=== Material ===
>>

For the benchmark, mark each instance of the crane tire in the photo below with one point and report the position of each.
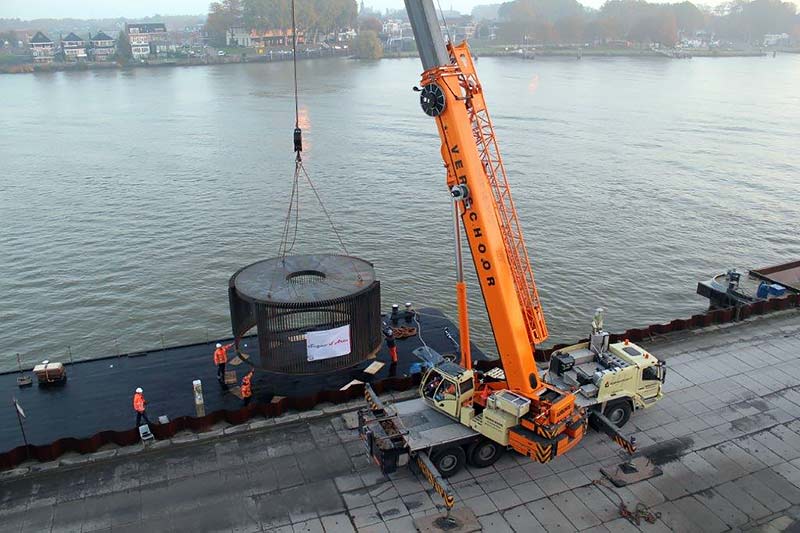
(619, 412)
(449, 461)
(484, 452)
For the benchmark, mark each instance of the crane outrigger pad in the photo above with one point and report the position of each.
(633, 471)
(461, 520)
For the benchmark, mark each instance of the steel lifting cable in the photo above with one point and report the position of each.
(293, 214)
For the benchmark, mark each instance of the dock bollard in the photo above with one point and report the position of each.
(199, 405)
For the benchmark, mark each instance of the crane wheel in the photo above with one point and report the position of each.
(619, 412)
(484, 453)
(449, 461)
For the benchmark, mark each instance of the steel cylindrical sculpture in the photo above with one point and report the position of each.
(314, 313)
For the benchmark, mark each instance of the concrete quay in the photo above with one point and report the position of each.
(727, 435)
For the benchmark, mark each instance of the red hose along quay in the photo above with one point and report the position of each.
(92, 408)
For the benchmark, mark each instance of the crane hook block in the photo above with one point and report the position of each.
(298, 140)
(432, 100)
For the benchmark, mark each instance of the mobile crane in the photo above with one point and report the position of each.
(463, 415)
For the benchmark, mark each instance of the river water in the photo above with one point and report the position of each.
(128, 198)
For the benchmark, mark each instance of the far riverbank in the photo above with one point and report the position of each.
(322, 54)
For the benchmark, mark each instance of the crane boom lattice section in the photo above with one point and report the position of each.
(483, 130)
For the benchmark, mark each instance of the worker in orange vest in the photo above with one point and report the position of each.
(220, 358)
(391, 343)
(247, 387)
(139, 405)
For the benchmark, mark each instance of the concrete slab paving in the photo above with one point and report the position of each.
(736, 465)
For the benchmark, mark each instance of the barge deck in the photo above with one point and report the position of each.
(94, 406)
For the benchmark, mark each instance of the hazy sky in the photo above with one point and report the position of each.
(31, 9)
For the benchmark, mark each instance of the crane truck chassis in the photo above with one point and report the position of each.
(447, 426)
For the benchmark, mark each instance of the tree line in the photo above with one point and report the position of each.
(567, 21)
(316, 18)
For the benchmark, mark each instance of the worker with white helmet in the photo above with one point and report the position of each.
(220, 359)
(139, 405)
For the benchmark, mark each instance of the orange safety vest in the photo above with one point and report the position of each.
(221, 355)
(246, 391)
(138, 402)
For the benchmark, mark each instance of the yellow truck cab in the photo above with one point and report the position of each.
(615, 379)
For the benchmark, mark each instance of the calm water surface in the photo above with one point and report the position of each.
(127, 199)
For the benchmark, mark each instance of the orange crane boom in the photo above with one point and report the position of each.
(452, 94)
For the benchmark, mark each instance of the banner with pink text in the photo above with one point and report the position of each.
(328, 343)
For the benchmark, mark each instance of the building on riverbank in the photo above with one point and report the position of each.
(102, 47)
(146, 38)
(42, 47)
(73, 48)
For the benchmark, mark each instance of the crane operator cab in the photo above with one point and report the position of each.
(446, 387)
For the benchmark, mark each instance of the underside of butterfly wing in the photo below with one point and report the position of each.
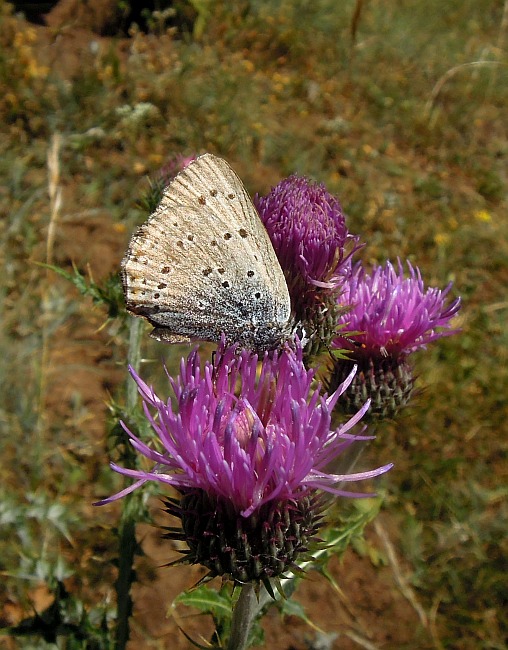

<<

=== Request ===
Copy out every line above verbatim, leaving out the pictures.

=== Output for this exercise ===
For the benchmark, mark each instance of the crane tire in the photo below with one point and report the position of each.
(619, 412)
(449, 461)
(484, 452)
For the benchmark, mark each instance of the crane outrigger pad in the photo above with one point and report the position of each.
(633, 471)
(461, 520)
For the benchmark, mark each instance of the steel lifting cable in the photo above with one point and report the position of each.
(293, 214)
For the benchmark, mark each instance of the dock bollard in the photo above with one point and report the position of each.
(199, 405)
For the benchmark, mark each instance of the crane wheel in the photo above with one point and report the position of each.
(619, 412)
(484, 453)
(449, 461)
For the benchmark, mark each instance of the steel cylindrical sculpture in the photo above with one point and report the position of each.
(314, 313)
For the benchmark, mark each instance of the concrete quay in the photo above with one point and report the position of each.
(727, 435)
For the benchmark, mark each instance of the red hose along quay in the photo above with one point and report the position of each.
(92, 408)
For the benchmark, mark each instance of the crane hook block in the photo above with one point and report the position of each.
(298, 140)
(432, 100)
For the benchmark, mark each instance of the mobile crane in the photo above with one point and report the position of each.
(463, 415)
For the benchmark, mark each instance of the river water in the photo above with one point and report the position of each.
(128, 198)
For the benchmark, mark each instance of the far riverbank in the photo above with one point and report the position of each.
(322, 54)
For the benchmark, mark each instance of the crane boom lattice section in the photo above with one point and report the position of each.
(483, 130)
For the benchmark, mark each instance of the worker in orange vest in the photo above with one point and report the position of each.
(220, 358)
(391, 343)
(247, 387)
(139, 405)
For the benchmark, mark each instance of the concrete slab paving in the photo above with one point and report the position of each.
(736, 465)
For the benchmark, mark each instance of the barge deck in the photo above with one point and report the position of each.
(94, 406)
For the benchmark, mark each instance of the hazy sky in the photo above with one point and report the position of each.
(31, 9)
For the benchmark, mark each instance of the crane truck chassis in the photo above with one point and report the position of each.
(447, 426)
For the benchmark, mark each instance of the tree line in the photo above with one point and report the position of each.
(567, 21)
(316, 18)
For the benchmark, mark each instance of the worker with white helmet in the photo above with one point and report the position of each.
(220, 359)
(139, 405)
For the benchmark, mark each instance of the orange safety vest in the photo above with one point and report the position of each.
(221, 355)
(246, 391)
(138, 402)
For the benchmark, mark each instance of the yellow truck cab in the photo above with one point and report the position of each.
(615, 379)
For the benchmark, mark each instance of the calm water surface in the photo above with one point and report the position of each.
(127, 199)
For the benchmark, mark each instance of the orange crane boom in the photo above with one point and report the position of each.
(452, 94)
For the benchmark, mark each instance of the banner with pink text in the photo above with one point and report the position of each.
(328, 343)
For the benchmark, mark each instance of the building on riverbank in the photo above with one point and report the position of each.
(102, 47)
(146, 38)
(42, 47)
(73, 48)
For the benchmark, mark each instance of the crane operator cab in the photo above with one point and report the position of each.
(446, 387)
For the benchmark, mark each instance of the underside of butterfly wing in the photo below with one point and report the position of each.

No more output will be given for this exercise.